* _EXTRACT TO READ_
#####
|Longtime Companion: The movie that made me realize I really like Blondie's "The Tide Is High."|
Now I wonder sometimes how much it would suck to be really sick, facing an early and unfair death, and have to rely on some chirpy college student who finds your tragedy romantic and exotic to deliver your lunch? It would suck a lot, I think.
|Don't you want these two in charge of your medical care?|
The movie is well written, well acted, economically edited, with cleverly symbolic opening and closing rodeo scenes. It tells an important and empowering story. But it’s still a movie about a straight white man saving gay men (and the occasional woman). His queer business partner (Jared Leto in very cute drag) gets to die tragically.
|I think I finally get the Jordan Catalano thing.|
There’s a scene in which McConaughey, rail-thin and tethered to an IV, staggers into some sort of hearing where doctors and FDA officials are speaking about the benefits of AZT. He shouts what we now know to be true: It killed the virus for a while, but it was toxic and didn’t save lives.
#####
* _TASK OBJECTIVE_
Write the next few sentences of the commentary on AIDS-era movies, picking up right after its final line.

(Spatial localization data)
#####
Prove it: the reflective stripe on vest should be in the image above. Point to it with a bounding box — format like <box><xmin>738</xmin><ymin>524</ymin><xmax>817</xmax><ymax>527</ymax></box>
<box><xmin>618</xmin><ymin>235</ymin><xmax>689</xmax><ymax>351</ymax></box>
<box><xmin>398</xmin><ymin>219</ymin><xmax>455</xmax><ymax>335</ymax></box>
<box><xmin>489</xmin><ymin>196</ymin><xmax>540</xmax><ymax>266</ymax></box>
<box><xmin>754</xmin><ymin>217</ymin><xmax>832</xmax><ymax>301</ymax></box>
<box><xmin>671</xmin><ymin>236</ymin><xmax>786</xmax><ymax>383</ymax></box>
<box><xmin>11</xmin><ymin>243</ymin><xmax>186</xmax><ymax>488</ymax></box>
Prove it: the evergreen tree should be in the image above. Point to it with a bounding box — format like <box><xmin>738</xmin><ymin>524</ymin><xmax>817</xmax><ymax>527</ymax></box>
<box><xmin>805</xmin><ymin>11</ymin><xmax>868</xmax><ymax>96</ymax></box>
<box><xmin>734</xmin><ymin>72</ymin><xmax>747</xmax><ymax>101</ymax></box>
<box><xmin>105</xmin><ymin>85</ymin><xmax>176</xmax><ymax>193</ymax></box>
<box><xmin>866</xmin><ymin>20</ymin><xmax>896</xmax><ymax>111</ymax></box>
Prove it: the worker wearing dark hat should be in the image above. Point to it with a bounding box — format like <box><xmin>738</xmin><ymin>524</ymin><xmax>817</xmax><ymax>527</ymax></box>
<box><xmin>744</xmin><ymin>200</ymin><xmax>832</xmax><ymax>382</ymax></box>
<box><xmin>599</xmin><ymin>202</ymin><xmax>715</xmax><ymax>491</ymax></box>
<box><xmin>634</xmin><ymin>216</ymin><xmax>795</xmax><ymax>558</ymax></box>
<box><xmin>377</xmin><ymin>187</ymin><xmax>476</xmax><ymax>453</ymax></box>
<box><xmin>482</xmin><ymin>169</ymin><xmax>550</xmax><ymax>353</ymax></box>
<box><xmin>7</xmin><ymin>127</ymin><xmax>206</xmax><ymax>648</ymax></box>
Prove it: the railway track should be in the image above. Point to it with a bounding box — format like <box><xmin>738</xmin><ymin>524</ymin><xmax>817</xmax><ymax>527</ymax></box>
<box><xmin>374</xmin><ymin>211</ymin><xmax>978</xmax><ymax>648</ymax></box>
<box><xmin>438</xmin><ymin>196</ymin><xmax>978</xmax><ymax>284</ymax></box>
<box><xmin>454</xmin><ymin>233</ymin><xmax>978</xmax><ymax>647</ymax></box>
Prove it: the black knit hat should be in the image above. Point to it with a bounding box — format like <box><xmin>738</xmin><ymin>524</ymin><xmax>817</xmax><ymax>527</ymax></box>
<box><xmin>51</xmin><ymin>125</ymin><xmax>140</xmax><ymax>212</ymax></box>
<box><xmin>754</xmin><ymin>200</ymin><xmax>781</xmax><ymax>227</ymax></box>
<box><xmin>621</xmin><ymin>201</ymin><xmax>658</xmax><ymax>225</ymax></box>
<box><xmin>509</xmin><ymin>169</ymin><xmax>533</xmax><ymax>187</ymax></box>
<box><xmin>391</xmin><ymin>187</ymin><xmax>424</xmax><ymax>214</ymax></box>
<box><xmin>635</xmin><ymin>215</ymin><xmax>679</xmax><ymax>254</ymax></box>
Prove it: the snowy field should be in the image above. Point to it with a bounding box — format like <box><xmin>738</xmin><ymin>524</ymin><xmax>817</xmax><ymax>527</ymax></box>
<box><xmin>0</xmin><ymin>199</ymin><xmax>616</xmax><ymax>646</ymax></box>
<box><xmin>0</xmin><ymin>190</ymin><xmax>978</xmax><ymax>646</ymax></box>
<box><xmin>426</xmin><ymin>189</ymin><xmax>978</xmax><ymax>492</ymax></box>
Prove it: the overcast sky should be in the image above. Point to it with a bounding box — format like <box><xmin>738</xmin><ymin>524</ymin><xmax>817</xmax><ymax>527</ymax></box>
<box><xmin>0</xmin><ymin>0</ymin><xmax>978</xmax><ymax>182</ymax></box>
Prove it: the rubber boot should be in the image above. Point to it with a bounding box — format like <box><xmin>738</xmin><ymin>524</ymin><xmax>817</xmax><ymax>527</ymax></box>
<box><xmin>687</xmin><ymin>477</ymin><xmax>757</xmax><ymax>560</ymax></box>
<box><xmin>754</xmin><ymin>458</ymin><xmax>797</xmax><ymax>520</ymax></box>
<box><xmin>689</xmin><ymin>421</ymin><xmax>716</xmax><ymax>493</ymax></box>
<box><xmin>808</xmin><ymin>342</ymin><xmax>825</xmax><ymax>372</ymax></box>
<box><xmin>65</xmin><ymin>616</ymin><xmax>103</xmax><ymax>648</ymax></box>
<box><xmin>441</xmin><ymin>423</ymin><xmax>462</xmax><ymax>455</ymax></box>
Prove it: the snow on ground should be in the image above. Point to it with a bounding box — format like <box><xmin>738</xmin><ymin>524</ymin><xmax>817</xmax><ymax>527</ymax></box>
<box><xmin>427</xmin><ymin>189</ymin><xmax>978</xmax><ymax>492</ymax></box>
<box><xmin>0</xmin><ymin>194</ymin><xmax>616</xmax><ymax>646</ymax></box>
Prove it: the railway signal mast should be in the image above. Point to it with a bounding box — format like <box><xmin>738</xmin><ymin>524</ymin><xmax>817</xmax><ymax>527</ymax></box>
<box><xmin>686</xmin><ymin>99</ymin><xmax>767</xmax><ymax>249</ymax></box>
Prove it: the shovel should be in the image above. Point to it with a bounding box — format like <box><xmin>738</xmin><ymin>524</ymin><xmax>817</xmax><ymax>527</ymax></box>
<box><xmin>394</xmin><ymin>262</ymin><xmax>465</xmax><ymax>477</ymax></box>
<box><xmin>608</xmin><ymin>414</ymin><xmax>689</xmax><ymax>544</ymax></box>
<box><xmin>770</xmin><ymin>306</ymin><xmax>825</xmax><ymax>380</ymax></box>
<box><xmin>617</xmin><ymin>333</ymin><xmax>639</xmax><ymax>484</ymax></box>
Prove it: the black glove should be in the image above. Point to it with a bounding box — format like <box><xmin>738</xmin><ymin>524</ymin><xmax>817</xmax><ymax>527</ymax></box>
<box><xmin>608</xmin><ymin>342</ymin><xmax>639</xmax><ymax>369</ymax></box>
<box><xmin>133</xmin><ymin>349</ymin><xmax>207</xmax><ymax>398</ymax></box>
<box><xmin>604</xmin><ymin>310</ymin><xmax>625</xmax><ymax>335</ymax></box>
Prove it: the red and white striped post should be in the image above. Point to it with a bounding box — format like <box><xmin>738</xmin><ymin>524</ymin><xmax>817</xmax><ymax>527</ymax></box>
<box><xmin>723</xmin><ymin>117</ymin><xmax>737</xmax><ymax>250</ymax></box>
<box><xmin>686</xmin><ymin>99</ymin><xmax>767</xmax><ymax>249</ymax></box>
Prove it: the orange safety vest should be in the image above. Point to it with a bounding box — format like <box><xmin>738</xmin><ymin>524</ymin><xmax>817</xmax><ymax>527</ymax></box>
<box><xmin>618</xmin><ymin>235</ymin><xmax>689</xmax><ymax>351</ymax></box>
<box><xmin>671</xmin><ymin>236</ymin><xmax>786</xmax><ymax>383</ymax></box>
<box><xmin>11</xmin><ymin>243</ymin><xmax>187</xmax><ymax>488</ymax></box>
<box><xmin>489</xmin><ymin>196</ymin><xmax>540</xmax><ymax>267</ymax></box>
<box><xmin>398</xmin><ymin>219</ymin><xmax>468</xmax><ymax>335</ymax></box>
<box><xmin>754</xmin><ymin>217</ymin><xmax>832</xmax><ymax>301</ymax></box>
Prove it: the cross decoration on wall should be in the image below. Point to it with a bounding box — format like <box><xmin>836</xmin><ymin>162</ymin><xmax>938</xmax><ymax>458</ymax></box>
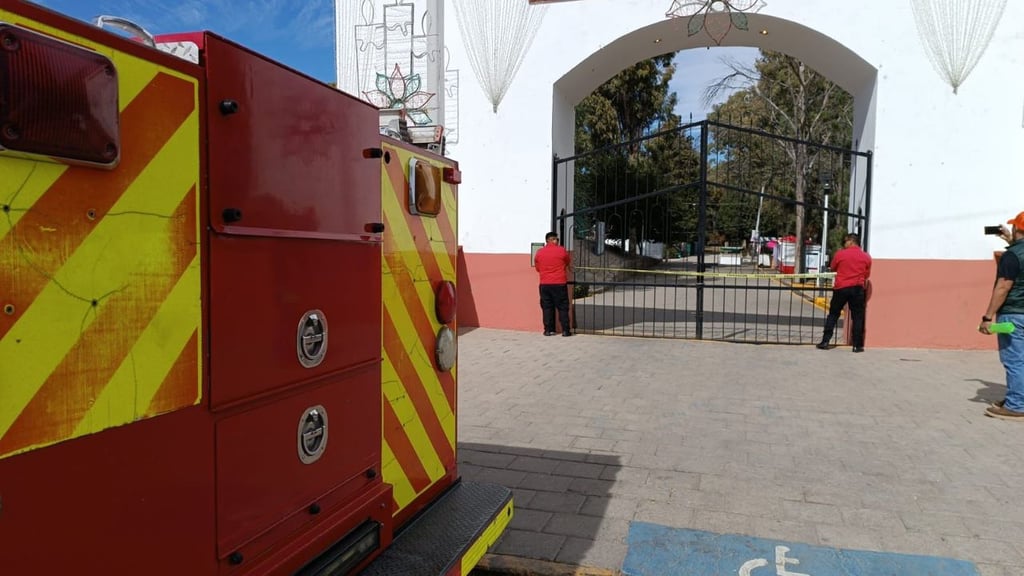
#####
* _OUTPUT OF THE EXERCISE_
(My Bio 40 teacher chalked AZT up to panic—nearly everyone was desperate to come up with a drug to fight AIDS. But it typically takes about fifteen years to develop something that works against any disease—that’s just the nature of scientific research. No surprise that protease inhibitors came on the market along about 1995.)
If I’d been in that meeting, I would no doubt have dismissed the delirious cowboy as an alkaline-foods whackjob. I’m a rule follower, if a skeptical one. I don’t think science is untainted by capitalism, but I think it’s the best we’ve got. But in that case, I would have been wrong. I would have been better off (though perhaps only slightly) waiting outside McConaughey’s dingy motel room for drugs smuggled from Mexico.
We need scientists. We need cowboys. We need what a woman I recently interviewed called “citizen patients.” I’m trying to be one—though I’m also trying to not be a patient at all—but it’s really confusing.